How to complete this task: Once you have read the records below, write them all out exactly as given.
▬▬▬▬▬▬
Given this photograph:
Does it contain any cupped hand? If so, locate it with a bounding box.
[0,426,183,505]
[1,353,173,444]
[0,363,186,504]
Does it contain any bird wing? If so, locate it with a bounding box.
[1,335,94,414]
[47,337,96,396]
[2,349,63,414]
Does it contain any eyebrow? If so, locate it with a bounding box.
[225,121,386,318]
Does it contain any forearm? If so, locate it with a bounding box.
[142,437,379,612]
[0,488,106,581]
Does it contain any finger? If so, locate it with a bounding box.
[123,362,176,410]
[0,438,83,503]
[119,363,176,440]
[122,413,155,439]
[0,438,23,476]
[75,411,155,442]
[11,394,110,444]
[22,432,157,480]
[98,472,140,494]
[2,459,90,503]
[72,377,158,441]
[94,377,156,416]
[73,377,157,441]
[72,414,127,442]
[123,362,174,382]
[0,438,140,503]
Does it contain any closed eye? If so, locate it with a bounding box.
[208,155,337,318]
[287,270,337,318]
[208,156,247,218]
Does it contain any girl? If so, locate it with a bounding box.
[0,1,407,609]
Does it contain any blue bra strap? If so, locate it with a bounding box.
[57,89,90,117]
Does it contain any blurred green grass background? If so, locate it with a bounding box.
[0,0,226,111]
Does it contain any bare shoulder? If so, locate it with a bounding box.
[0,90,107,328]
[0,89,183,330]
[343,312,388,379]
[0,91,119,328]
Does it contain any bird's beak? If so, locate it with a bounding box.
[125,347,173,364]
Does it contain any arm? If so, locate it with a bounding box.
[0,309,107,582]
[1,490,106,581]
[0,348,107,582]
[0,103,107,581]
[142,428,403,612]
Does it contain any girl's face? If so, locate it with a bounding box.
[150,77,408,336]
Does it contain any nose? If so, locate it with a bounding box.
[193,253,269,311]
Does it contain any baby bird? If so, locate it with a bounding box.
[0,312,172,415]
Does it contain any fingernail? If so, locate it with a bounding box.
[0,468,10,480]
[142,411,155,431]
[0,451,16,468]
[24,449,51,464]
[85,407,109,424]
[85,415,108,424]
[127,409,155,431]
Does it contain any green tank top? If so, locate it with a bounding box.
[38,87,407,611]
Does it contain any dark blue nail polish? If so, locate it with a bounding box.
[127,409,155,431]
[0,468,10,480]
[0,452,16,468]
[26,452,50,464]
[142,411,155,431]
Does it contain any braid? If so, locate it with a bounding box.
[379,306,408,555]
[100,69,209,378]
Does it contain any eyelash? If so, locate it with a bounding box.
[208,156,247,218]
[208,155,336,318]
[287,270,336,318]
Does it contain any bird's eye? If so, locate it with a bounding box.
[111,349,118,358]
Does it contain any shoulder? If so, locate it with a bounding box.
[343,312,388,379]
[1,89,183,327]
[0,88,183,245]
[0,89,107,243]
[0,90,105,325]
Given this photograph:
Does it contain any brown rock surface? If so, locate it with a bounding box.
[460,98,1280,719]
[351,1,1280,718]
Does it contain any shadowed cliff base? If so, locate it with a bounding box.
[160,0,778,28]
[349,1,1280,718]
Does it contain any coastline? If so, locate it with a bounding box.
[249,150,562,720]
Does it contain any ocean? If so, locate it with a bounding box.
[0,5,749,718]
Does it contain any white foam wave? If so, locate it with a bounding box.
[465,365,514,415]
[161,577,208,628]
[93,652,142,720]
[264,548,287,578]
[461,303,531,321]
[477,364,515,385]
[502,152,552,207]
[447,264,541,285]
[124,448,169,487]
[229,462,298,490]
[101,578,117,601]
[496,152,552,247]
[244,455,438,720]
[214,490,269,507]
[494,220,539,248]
▬▬▬▬▬▬
Answer to the problem:
Given this photograph:
Does it contain any cupped hand? If so, locate it with a bounding box.
[0,426,183,505]
[1,353,173,444]
[0,363,186,504]
Does it contain any bird wing? If so, locate it with a bounding box.
[1,335,94,414]
[47,337,96,396]
[2,349,63,414]
Does it contain any eyebrow? If so, locate it with a bounding box.
[225,121,386,318]
Does it contain any forearm? If so, locate it with a bounding box.
[142,437,379,612]
[0,488,106,581]
Does it contain any finger? If so, locate it with a bounding box.
[123,362,176,410]
[0,438,83,503]
[119,363,176,440]
[122,413,155,439]
[0,438,23,476]
[75,411,155,442]
[11,394,110,444]
[22,432,157,480]
[98,472,140,494]
[2,459,90,503]
[72,377,158,441]
[94,377,156,416]
[73,377,157,441]
[72,414,127,442]
[123,362,174,382]
[0,438,140,503]
Does it contain any closed eye? If so, locate it with a bounding box.
[208,155,337,318]
[287,270,337,318]
[208,156,247,218]
Does it contain any girl? If so, locate it with a bounding box.
[0,1,407,609]
Does it contain any blue bra strap? If so, locate it with a bounding box.
[57,89,90,117]
Does it contain any blurred green grass background? If so, locate it with a bounding box.
[0,0,226,111]
Does it contain any bare shoulder? If so, locate it with a bounding box.
[0,90,107,328]
[0,89,183,330]
[343,312,388,379]
[0,91,119,328]
Does it contain any bird's beak? If so, locate it with a bounding box.
[125,347,173,364]
Does it contain any arm? If so, locate it with a bounding box.
[0,309,107,582]
[1,490,106,581]
[0,348,107,582]
[0,103,107,581]
[142,428,403,612]
Does it contain any girl's face? If so, locate it with a bounding box.
[150,77,408,336]
Does it contain any nose? If so, locate it with a bounding box.
[193,253,269,311]
Does it contain any baby bird? If so, locate it with a bounding box.
[0,312,172,415]
Does it contain any fingernail? If so, locate it with a bounding box.
[0,468,10,480]
[142,411,155,431]
[0,451,16,468]
[24,449,51,464]
[85,407,109,424]
[85,415,108,424]
[127,409,155,431]
Does it contain any green tank top? If so, locate it with a bounding box.
[38,87,407,611]
Does it contain any dark blue nail polish? If so, locate it with a bounding box.
[127,409,155,431]
[0,468,10,480]
[0,452,16,468]
[26,452,50,464]
[142,411,155,431]
Does it contain any braid? If so, locate it with a bounding box.
[379,306,408,555]
[100,69,209,378]
Does it contain any eyelash? If so, locate it with a bounding box.
[208,156,247,218]
[208,155,336,318]
[287,270,336,318]
Does it contain any bird's eye? If so, locate it with a bounding box.
[111,349,118,358]
Does it contain any shoulder? If so, locate it with a bounding box.
[343,312,388,379]
[1,89,183,327]
[0,88,183,245]
[0,89,107,243]
[0,90,105,325]
Given this photograph:
Does it contain any brown rock surface? If so, locate it with a bounding box.
[460,98,1280,719]
[351,1,1280,718]
Does it contain any shadowed cliff base? If so, locate it with a bounding box.
[160,0,778,28]
[349,1,1280,718]
Does it contain any coastline? If so, locate it with a bounding box.
[249,150,562,720]
Does it contain any ocean? If so, locate it with a bounding box.
[0,5,749,718]
Does it contain any white foam wave? If so, locate it with a bounding box.
[465,365,514,415]
[161,577,208,628]
[93,652,142,720]
[264,548,287,578]
[461,303,531,321]
[477,364,515,385]
[502,152,552,207]
[447,264,541,285]
[124,448,169,487]
[229,462,298,490]
[101,578,117,601]
[496,152,552,247]
[244,455,438,720]
[214,490,269,507]
[494,220,539,248]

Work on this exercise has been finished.